■ Instructions:
1/ From the biographical text on Kevin de Queiroz, list each academic degree he received, giving its field, the institution that awarded it, and the year.
2/ Continue the biographical text on Kevin de Queiroz from where it stops.

■ Reading text:
○ ○ ○
= Kevin de Queiroz =

Kevin de Queiroz is a vertebrate, evolutionary, and systematic biologist. He has worked in the phylogenetics and evolutionary biology of squamate reptiles, the development of a unified species concept and of a phylogenetic approach to biological nomenclature, and the philosophy of systematic biology.

==Early life and career==

De Queiroz was born and raised in Los Angeles, California. He received a B.S. in Biology from the University of California, Los Angeles (1978), a M.S. in Zoology from San Diego State University (1985), and a Ph.D. in Zoology from the University of California, Berkeley (1989). He was a Tilton Postdoctoral Fellow at the California Academy of Sciences and is currently a Research Zoologist and a curator of the collection of Amphibians and Reptiles at the National Museum of Natural History, Smithsonian Institution. He is a former president of the Society of Systematic Biologists and was the first president of the International Society for Phylogenetic Nomenclature.
○ ○ ○
■ Extracted records:
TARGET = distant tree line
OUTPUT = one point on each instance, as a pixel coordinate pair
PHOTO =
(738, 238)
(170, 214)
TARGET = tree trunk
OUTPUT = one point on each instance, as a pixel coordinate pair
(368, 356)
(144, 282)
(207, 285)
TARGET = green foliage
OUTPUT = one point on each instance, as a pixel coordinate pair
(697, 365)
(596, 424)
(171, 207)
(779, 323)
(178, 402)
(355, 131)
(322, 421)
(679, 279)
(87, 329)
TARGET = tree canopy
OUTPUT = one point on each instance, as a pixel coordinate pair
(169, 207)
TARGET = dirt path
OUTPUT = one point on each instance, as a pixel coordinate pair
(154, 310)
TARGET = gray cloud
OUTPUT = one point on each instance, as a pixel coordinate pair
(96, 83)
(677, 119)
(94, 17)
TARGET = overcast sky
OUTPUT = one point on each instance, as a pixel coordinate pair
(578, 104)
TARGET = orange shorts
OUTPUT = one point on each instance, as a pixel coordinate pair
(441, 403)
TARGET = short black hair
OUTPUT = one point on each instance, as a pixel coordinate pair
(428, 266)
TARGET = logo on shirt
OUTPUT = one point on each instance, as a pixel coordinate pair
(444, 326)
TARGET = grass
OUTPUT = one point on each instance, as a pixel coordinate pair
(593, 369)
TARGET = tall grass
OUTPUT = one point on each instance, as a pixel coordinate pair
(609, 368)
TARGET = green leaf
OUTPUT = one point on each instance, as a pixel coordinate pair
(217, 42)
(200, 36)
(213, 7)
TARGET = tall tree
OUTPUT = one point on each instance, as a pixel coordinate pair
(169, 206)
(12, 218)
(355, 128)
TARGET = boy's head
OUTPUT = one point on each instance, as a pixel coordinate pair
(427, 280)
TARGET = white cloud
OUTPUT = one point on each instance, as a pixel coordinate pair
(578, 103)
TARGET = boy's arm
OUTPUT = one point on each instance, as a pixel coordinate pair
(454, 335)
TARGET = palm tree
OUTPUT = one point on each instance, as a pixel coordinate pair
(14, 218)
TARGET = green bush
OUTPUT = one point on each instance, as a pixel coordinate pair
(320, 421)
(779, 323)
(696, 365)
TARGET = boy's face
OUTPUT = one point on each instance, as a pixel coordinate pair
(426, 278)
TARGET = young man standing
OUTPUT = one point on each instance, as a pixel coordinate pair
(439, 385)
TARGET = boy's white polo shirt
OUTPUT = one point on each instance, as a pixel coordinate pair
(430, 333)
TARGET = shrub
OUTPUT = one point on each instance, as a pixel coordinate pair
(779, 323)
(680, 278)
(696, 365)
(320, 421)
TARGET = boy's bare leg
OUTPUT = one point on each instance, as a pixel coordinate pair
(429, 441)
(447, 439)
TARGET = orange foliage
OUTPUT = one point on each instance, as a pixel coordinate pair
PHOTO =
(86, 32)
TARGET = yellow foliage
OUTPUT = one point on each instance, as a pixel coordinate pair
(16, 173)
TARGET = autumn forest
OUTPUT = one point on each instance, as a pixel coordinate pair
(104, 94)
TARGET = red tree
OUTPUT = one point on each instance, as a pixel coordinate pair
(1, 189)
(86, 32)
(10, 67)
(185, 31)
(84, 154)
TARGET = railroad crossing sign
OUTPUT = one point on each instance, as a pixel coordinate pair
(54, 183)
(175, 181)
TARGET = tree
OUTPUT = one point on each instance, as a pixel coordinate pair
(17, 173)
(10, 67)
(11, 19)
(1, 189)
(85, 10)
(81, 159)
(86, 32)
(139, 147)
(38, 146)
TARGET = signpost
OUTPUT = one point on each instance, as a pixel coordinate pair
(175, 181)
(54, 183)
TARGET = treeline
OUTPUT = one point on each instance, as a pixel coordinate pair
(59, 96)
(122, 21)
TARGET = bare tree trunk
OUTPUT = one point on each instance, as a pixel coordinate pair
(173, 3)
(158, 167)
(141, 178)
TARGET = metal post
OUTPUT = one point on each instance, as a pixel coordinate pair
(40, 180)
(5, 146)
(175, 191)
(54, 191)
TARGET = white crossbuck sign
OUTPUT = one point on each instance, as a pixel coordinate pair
○ ○ ○
■ Expected results:
1/
B.S. in Biology, University of California, Los Angeles, 1978
M.S. in Zoology, San Diego State University, 1985
Ph.D. in Zoology, University of California, Berkeley, 1989

2/
==Research==

===Empirical research===

De Queiroz’s research has focused primarily on the phylogeny and evolutionary biology of squamate reptiles, including his Master’s research on the phylogeny of iguanine lizards and his Ph.D. research on the phylogeny of phrynosomatine sand lizards. He worked with his mentors Richard Estes and Richard Etheridge on the phylogeny of Squamata and Iguanidae, respectively, and with Jacques Gauthier on the phylogeny of Lepidosauromorpha. He conducted research, including several publications with Jonathan Losos, on the phylogeny and adaptive radiation of Anolis lizards.

===Theoretical research===

De Queiroz also has interests in theoretical and conceptual topics in systematic and evolutionary biology. He published an article early in his career on the relationship between the sequence of ontogenetic transformations and phylogenetic inference. Beginning in 1998, he published a series of articles proposing how to achieve a unified species concept and outlining several of its consequences. In collaboration with Jacques Gauthier and Philip Cantino, de Queiroz has published another series of articles proposing and defending an approach to biological nomenclature based on definitions that specify the meanings of taxon names in terms of clades and common ancestry as an alternative to traditional approaches that are based on taxonomic ranks. He is coauthor of a draft Phylogenetic Code of Biological Nomenclature (aka the PhyloCode) with Cantino.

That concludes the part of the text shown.